■ **Article**
* begin *

Dagny says to Mowen, “You’ve been working with Rearden Metal for four months now; you know it’s the best material available. What’s going on?” Mowen replies, “We’ve been threatened.” “Who’s threatening you?” Dagny asks.
A man in Rearden’s office says, “The State Science institute is requesting you stop production on Rearden Metal.” Rearden says, “If you have any proof that Rearden Metal poses a threat, show it to me.”
A man on radio says, “They’re not allowing any trains into Colorado.”
Dagny sits in car, saying, “This is madness.”
Wyatt — very pissed at Dagny in her office — says, “Maybe you should let me finish speaking! I will not lower my business standards to your lousy level of incompetence.”
Hank is on the phone with Dagny — apparently calling her from his bathtub — and says, “It’s us who move the world.”
Hank says, “Remember that motor company I told you about in
Wisconsin?” and talks about the prototype of a motor. Dagny replies, “It’s
worth a look.” (The implication here is that they go to the factory looking for
the motor, rather than discovering it by accident. This seems a bit odd, but I
won’t gripe.) Then Hank and Dagny look down rows of files, for the engineer of
that motor firm.
Hugh Akston says, “The secret you are trying to solve is much greater than a motor that runs on atmospheric electricity” — and lifts a cigarette with a dollar sign to his lips.
Dagny talks to Hank about the bridge collapsing. Dagny says to James, “If you double-cross me I will destroy you.”
There’s a gorgeous shot of the Rearden Metal bridge which looks very modern and sleek, like an impossibly delicate filament over space.
Dagny yells “No!” looking at (presumably) the Wyatt fire. Her shout dissolves over a very creepy looking man (Ferris?) smiling blankly and saying, “Who is John Galt?”
And there, the montage ended.
My Preliminary Verdict
Based on this preview, I am hopeful, but my fears are not totally dispelled. Whether the movie is really good or not depends on how they handle the stylistic disconnect between the quasi-naturalism of their storytelling technique and the stylized romantic language of Galt, etc. And that stilted exchange with Mulligan worries me. Visually, however, I think it will be excellent — even innovative.
I think it will be as faithful as a Harry Potter adaptation, which has pitfalls of its own, of course — namely that, in the rush to get everything in, you linger on nothing and so the film becomes a “greatest hits” recap of the book.
The production quality is far higher than I expected; they’ve done a lot with very little money and they definitely “get” the story. So there’s a lot to be hopeful about.

* end *

■ **Written problem 1**
Count the lines of the records that contain the string "yellow", with case significant, and give only the number.

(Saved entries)
* begin *

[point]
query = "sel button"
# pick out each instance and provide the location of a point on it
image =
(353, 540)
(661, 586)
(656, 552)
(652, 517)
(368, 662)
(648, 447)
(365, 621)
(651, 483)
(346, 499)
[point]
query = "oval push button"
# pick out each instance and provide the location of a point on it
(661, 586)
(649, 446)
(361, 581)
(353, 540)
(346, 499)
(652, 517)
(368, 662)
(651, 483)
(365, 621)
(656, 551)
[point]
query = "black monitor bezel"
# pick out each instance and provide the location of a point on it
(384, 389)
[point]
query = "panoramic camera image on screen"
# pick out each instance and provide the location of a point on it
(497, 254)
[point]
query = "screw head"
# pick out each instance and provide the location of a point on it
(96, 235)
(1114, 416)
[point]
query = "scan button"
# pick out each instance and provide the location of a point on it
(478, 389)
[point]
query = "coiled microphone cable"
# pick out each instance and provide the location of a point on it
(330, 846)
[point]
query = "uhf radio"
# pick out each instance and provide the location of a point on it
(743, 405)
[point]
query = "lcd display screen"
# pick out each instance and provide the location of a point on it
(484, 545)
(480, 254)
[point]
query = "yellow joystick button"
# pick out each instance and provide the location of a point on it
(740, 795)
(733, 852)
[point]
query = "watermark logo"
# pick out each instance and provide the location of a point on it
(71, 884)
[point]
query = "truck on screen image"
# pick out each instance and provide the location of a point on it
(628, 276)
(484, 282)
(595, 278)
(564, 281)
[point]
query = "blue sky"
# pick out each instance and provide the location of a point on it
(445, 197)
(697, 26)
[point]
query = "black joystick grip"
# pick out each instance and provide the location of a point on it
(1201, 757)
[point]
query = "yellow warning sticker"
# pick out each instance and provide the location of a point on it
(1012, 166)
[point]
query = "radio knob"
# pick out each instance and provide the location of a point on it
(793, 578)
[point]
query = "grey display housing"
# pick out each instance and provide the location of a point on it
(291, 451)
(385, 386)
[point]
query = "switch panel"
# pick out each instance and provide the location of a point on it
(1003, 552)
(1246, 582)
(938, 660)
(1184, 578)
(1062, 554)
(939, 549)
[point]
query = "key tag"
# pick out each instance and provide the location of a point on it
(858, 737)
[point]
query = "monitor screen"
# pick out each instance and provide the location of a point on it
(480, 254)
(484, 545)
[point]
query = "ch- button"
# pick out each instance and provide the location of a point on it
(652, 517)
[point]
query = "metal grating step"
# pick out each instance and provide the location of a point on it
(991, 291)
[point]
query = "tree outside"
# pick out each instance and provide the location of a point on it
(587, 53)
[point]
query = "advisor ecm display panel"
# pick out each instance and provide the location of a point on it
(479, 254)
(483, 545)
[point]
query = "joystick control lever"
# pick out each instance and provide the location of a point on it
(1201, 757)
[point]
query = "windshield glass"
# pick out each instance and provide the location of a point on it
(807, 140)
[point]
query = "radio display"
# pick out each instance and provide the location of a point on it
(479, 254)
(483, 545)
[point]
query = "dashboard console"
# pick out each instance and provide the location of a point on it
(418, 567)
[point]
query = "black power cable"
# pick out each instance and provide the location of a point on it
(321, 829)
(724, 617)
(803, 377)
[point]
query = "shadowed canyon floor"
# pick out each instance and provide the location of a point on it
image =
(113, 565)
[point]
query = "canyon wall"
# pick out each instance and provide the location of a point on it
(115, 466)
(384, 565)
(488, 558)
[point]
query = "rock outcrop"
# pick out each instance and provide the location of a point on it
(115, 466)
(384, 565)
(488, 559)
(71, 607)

* end *

■ **Written problem 2**
Pick up the write-up on the film preview right after its final sentence and keep it going.

■ **Written response 1**
2

■ **Written response 2**
Notwithstanding my criticisms, my expectations have been raised by this preview, and I feel better than I did previously about the project. It looks professional and visually gorgeous. The casting is good, and I look forward to seeing those opening credits in an actual theater.
With Aglialoro at the helm, we could be in far worse hands, and the big picture is that I think we will have 75% or more of our dream Atlas movie. Hopefully with more money and more time for the screenwriting, the second and third parts of the trilogy will be even better, so let’s applaud Aglialoro and his team for getting things off to a good start.
We all know how difficult it has been. The most emotional moment of the night was Aglialoro's heartfelt thanks to his crew. They made this film, from a standing start, in nine months. Coincidentally, that's the same amount of time Dagny had for the John Galt line.I’m a stickler for little details, though. Were it not for some of these details, I would be incredibly excited. As it happens, I may have been able to make a difference in just one detail. After the presentation, I cornered the post-production director and argued they should change the date shown in the opening sequence.
In the opening sequence, over the images of the doomed train, the date appears as “September 2, 2016.” I told him to definitely dump the “2016” or else in ten years the film will seem dated. I think I convinced him that to pin it down to a definite year is a mistake and they shouldn’t do it. We’ll see.
If — when the movie opens on Tax Day April 15th, 2011 — you see a simple iconic “September 2” appear on the screen, with no year, you will know that a lone Atlas Shrugged fan, arm-twisting a production member at a cocktail party, can still make a difference.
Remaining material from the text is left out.